Exercise:
Report how many lines of the records below contain the string "ginger", with case counting. Give only the number.

□ □ □ □ □

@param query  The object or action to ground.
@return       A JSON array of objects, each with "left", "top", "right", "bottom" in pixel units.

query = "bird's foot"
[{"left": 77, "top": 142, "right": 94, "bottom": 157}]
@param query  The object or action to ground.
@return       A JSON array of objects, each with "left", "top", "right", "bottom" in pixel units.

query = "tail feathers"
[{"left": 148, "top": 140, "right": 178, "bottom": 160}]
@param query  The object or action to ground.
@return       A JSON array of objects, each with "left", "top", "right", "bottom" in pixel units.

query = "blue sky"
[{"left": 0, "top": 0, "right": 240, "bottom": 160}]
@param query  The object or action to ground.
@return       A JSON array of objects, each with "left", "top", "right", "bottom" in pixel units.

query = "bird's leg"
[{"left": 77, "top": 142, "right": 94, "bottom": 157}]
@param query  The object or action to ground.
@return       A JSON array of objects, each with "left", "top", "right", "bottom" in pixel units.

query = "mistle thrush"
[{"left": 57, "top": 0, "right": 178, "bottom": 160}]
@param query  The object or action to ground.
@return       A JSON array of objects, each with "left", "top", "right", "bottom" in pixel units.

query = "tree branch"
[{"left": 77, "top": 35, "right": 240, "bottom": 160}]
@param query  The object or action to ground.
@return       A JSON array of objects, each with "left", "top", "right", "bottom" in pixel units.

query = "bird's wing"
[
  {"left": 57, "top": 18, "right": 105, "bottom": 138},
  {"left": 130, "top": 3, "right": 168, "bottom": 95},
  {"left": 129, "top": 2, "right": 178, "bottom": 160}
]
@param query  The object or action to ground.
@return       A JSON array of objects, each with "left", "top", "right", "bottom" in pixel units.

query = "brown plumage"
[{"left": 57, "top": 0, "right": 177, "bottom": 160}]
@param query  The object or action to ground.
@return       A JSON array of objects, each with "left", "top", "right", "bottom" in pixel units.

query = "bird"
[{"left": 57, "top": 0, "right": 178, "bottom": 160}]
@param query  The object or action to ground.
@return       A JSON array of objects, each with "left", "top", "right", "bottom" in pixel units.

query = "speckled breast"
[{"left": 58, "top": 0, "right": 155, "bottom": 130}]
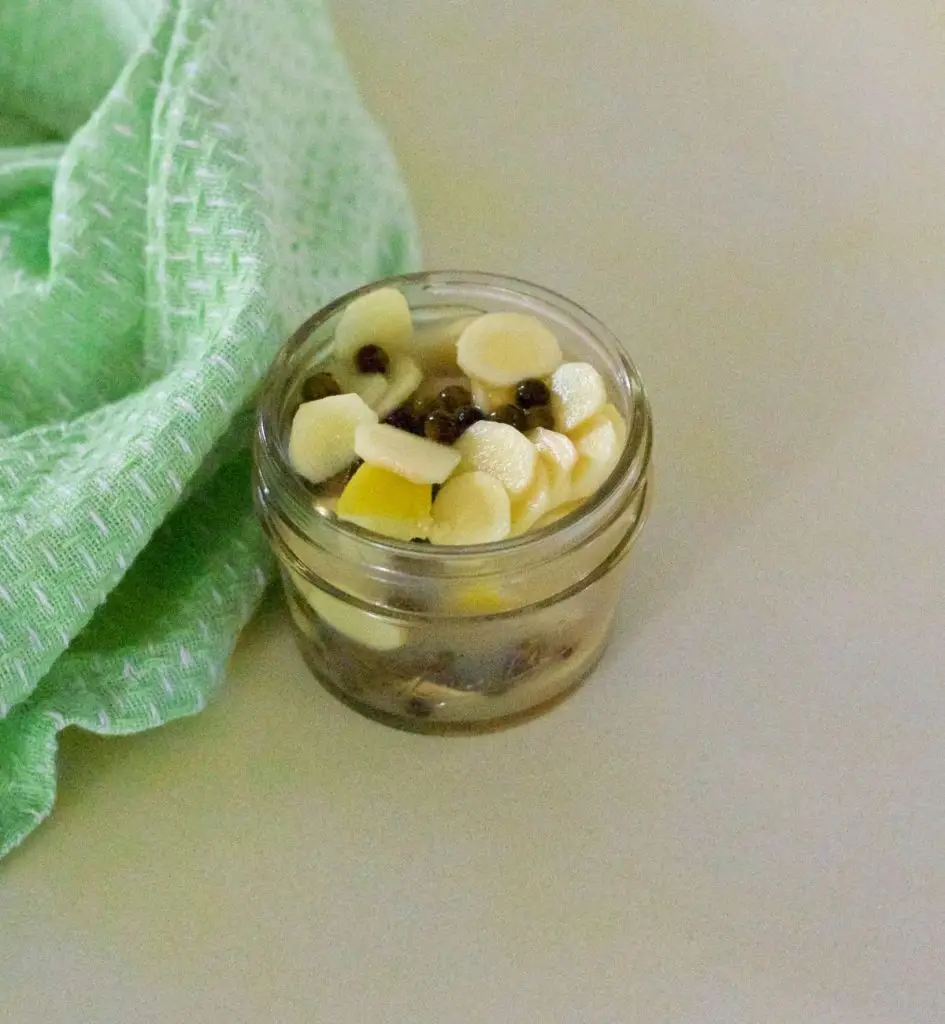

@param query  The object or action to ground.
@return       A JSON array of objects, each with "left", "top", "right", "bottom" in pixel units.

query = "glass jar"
[{"left": 254, "top": 271, "right": 652, "bottom": 733}]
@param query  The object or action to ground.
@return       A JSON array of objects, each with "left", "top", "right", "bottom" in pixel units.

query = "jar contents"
[
  {"left": 288, "top": 287, "right": 627, "bottom": 546},
  {"left": 258, "top": 286, "right": 646, "bottom": 732}
]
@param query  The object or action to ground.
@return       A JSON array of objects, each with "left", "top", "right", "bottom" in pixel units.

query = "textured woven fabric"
[{"left": 0, "top": 0, "right": 417, "bottom": 854}]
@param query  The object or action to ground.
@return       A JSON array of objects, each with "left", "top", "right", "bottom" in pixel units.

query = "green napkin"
[{"left": 0, "top": 0, "right": 417, "bottom": 855}]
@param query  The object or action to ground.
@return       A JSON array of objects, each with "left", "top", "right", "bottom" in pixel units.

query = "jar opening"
[{"left": 255, "top": 270, "right": 652, "bottom": 571}]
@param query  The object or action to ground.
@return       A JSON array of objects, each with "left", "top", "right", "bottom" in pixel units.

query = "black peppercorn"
[
  {"left": 354, "top": 345, "right": 390, "bottom": 374},
  {"left": 515, "top": 377, "right": 551, "bottom": 409},
  {"left": 487, "top": 404, "right": 525, "bottom": 430},
  {"left": 301, "top": 370, "right": 341, "bottom": 401},
  {"left": 384, "top": 406, "right": 420, "bottom": 434},
  {"left": 453, "top": 406, "right": 485, "bottom": 433},
  {"left": 423, "top": 409, "right": 463, "bottom": 444}
]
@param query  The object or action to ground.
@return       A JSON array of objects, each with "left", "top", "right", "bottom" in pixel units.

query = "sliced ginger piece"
[{"left": 335, "top": 463, "right": 433, "bottom": 541}]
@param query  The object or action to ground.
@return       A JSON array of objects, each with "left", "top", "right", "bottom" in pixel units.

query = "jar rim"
[{"left": 254, "top": 269, "right": 653, "bottom": 565}]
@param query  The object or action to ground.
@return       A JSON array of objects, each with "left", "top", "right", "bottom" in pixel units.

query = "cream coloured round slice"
[
  {"left": 548, "top": 362, "right": 607, "bottom": 434},
  {"left": 457, "top": 313, "right": 561, "bottom": 387},
  {"left": 374, "top": 352, "right": 423, "bottom": 420},
  {"left": 412, "top": 316, "right": 476, "bottom": 377},
  {"left": 571, "top": 413, "right": 622, "bottom": 500},
  {"left": 454, "top": 420, "right": 539, "bottom": 498},
  {"left": 512, "top": 459, "right": 551, "bottom": 537},
  {"left": 525, "top": 427, "right": 577, "bottom": 509},
  {"left": 601, "top": 401, "right": 629, "bottom": 447},
  {"left": 532, "top": 501, "right": 584, "bottom": 530},
  {"left": 289, "top": 394, "right": 378, "bottom": 483},
  {"left": 354, "top": 423, "right": 460, "bottom": 483},
  {"left": 335, "top": 288, "right": 414, "bottom": 361},
  {"left": 430, "top": 470, "right": 512, "bottom": 545}
]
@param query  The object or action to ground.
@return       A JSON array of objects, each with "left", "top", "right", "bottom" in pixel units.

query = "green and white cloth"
[{"left": 0, "top": 0, "right": 418, "bottom": 855}]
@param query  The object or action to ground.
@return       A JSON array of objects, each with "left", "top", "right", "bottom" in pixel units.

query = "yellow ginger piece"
[{"left": 336, "top": 465, "right": 433, "bottom": 541}]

□ □ □ □ □

Full output:
2